§ Текст для чтения
○ ○ ○ ○ ○ ○ ○

Как писал публикатор письма Г. П. Блок, «два стиха из Мицкевича цитируются Фетом в собственном переводе. Перевод всей пьесы (стихотворения. — А.Р.) („О милая дева“) опубликован был только тридцать лет спустя. Основной ее мотив — бессилие слова — столь характерный для старого Фета, тревожил его, как видно, и в юности: в 1841 году в другом стихотворении („Друг мой, бессильны слова“) он самостоятельно обработал затронутую Мицкевичем тему» [Блок 1924, с. 71–72][164].
Однако если Жуковский говорил о бессилии искусства, слова перед тайной и красотой бытия (впрочем, одновременно пытаясь разрешить неразрешимое, выразить невыразимое), а Тютчев называет «ложью» любую мысль, словесно оформленный смысл, то Фет утверждает, что поэт способен передать в слове («крылатом слова звуке») всё — и происходящее в глубине души, и существующее в мире вокруг.
Но мотив невыразимого представлен в поэзии Фета и в традиционной трактовке: «Стихом моим незвучным и упорным / Напрасно я высказывать хочу / Порыв души…» (не-озаглавленное стихотворение, 1842). В этом примере очень важно, что несостоятельность самовыражения связывается с «незвучностью» стиха: тонкий и глубокий смысл может быть выражен лишь посредством звука или при его решающем участии. Другие примеры: «Не нами / Бессилье изведано слов к выраженью желаний. / Безмолвные муки сказалися людям веками, / Но очередь наша, и кончится ряд испытаний / Не нами» («Напрасно!», 1852), «Как дышит грудь свежо и емко — / Слова не выразят ничьи!» («Весна на дворе», 1855), «Для песни сердца слов не нахожу» («Сонет», 1857), «Но что горит в груди моей — / Тебе сказать я не умею. // Вся эта ночь у ног твоих / Воскреснет в звуках песнопенья, / Но тайну счастья в этот миг / Я унесу без выраженья» («Как ярко полная луна…», 1859 (?)), «И в сердце, как пленная птица, / Томится бескрылая песня» («Как ясность безоблачной ночи…», 1862), «И что один твой выражает взгляд,? Того поэт изобразить не может» («Кому венец: богине ль красоты…», 1865), «Не дано мне витийство: не мне / Связных слов преднамеренный лепет!» («Погляди мне в глаза хоть на миг…», 1890), «Но красы истомленной молчанье / Там (в краю благовонных цветов. — А. Р.) на всё налагает печать» («За горами, песками, морями…», 1891)[165].

○ ○ ○ ○ ○ ○ ○

§ Упражнения
(1) Пожалуйста, перескажите в виде списка абзац текста о Фете, который начинается словами «Однако если Жуковский говорил». Сохраните главные факты.
(2) В каком году, согласно тексту о Фете, он написал стихотворение «Друг мой, бессильны слова»?

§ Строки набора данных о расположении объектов
○ ○ ○ ○ ○ ○ ○

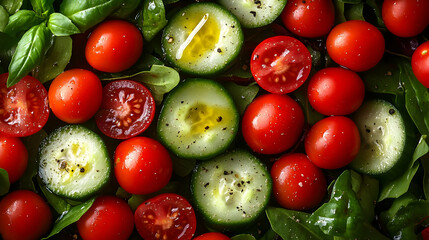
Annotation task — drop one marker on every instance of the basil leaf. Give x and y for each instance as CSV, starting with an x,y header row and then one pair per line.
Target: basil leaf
x,y
11,6
4,182
4,18
55,60
69,217
61,25
87,13
21,21
159,79
152,18
29,52
43,7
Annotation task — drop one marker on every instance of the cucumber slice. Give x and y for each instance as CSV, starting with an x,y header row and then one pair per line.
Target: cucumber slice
x,y
74,162
386,141
202,39
198,119
252,13
231,191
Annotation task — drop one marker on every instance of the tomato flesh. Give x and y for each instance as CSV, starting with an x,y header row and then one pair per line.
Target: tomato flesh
x,y
127,110
280,64
166,216
24,107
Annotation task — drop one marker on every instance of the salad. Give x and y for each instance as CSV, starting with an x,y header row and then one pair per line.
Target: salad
x,y
241,120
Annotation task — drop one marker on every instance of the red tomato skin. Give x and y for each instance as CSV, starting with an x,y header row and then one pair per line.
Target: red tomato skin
x,y
13,157
142,165
170,214
280,64
336,91
420,63
212,236
355,44
310,19
108,218
24,215
24,107
297,183
332,142
114,46
75,95
405,18
272,123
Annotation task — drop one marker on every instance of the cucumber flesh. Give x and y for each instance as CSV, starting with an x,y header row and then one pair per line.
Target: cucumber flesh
x,y
74,162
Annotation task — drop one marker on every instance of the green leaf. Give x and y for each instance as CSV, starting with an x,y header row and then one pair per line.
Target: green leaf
x,y
11,6
61,25
21,21
55,60
152,18
290,224
88,13
242,95
159,79
4,18
4,182
399,186
69,217
29,52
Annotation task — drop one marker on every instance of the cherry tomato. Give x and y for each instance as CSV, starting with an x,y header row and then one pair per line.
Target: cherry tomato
x,y
355,44
312,18
272,123
108,218
114,46
280,64
128,109
332,142
212,236
166,216
24,107
24,215
336,91
75,95
405,18
297,183
420,63
142,165
13,157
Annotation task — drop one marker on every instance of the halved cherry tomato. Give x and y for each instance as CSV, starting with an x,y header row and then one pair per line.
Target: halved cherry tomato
x,y
13,157
280,64
108,218
127,110
24,107
166,216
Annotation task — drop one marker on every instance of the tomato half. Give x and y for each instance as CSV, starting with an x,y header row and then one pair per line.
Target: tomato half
x,y
272,123
75,95
128,109
280,64
24,215
13,157
297,183
108,218
332,142
114,46
355,44
336,91
405,18
309,18
420,63
142,165
166,216
212,236
24,107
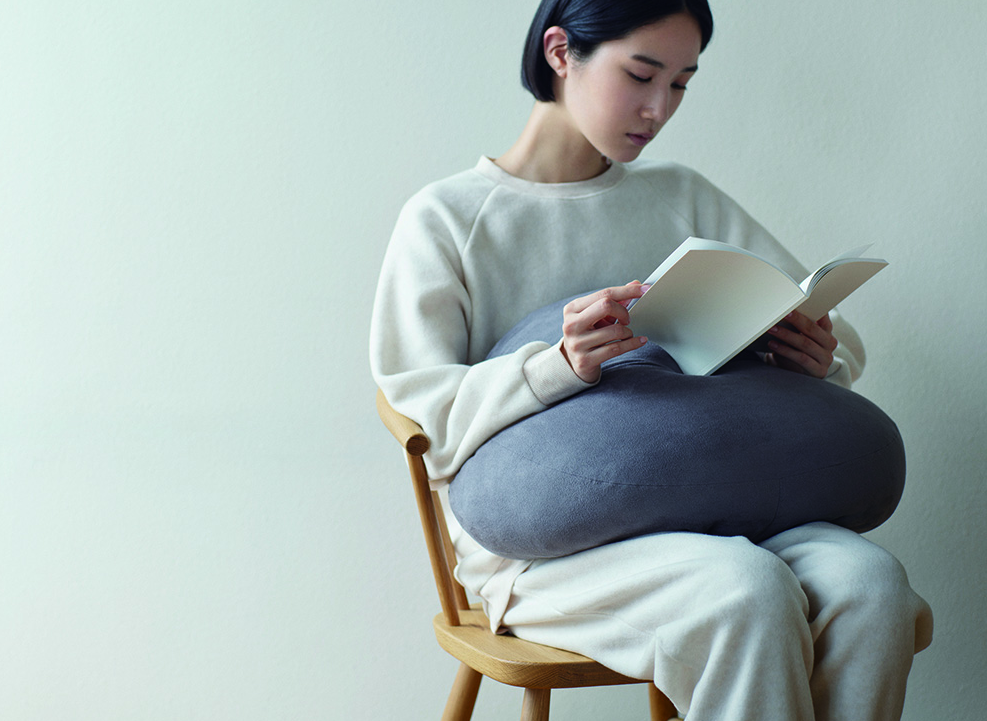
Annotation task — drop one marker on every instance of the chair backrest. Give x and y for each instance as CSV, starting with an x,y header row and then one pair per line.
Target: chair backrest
x,y
440,551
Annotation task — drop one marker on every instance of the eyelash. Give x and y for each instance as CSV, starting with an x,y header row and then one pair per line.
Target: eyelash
x,y
639,79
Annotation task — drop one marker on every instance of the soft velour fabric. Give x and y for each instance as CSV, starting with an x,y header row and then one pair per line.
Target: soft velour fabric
x,y
752,450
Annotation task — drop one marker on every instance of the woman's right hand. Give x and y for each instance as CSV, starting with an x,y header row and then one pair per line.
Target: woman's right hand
x,y
594,329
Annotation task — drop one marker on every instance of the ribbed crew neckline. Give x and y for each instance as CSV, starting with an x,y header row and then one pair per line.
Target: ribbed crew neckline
x,y
578,189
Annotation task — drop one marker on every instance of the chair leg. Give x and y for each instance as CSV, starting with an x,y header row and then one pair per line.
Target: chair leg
x,y
661,708
462,698
535,705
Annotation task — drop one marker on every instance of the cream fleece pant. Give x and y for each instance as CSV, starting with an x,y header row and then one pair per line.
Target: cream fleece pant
x,y
815,623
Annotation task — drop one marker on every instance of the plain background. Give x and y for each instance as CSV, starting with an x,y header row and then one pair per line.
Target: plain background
x,y
200,515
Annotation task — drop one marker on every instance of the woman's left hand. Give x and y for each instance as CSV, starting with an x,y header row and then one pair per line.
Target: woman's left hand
x,y
804,346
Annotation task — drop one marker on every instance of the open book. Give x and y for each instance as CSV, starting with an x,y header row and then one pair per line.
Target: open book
x,y
709,300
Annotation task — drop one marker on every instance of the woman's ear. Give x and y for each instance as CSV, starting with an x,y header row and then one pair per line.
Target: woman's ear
x,y
556,45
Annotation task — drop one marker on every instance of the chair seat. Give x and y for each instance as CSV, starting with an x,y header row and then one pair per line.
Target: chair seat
x,y
517,662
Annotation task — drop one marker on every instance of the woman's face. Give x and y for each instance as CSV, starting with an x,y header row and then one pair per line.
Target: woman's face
x,y
622,95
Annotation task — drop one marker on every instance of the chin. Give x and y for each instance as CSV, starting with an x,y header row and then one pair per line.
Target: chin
x,y
625,155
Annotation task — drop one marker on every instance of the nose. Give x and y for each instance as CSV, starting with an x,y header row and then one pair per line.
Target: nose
x,y
658,107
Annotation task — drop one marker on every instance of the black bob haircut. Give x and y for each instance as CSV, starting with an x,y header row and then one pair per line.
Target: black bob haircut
x,y
591,22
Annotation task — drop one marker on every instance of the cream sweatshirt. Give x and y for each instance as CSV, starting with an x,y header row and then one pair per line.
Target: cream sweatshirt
x,y
473,254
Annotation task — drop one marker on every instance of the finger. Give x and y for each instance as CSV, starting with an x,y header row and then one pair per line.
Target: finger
x,y
600,354
588,341
616,294
804,333
806,355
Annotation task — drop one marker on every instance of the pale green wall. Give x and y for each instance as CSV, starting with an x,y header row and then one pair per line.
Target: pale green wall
x,y
200,517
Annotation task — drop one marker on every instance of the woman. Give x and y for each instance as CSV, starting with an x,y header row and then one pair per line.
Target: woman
x,y
814,623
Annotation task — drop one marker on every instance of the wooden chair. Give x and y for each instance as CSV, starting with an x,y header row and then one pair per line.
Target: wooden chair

○ ○ ○ ○ ○ ○ ○

§ Ответы к заданиям
(1)
- Жуковский говорил о бессилии искусства и слова перед тайной и красотой бытия, хотя одновременно пытался выразить невыразимое.
- Тютчев называет «ложью» любую мысль, любой словесно оформленный смысл.
- Фет утверждает, что поэт способен передать в слове всё: и происходящее в глубине души, и существующее в мире вокруг.

(2) В 1841 году.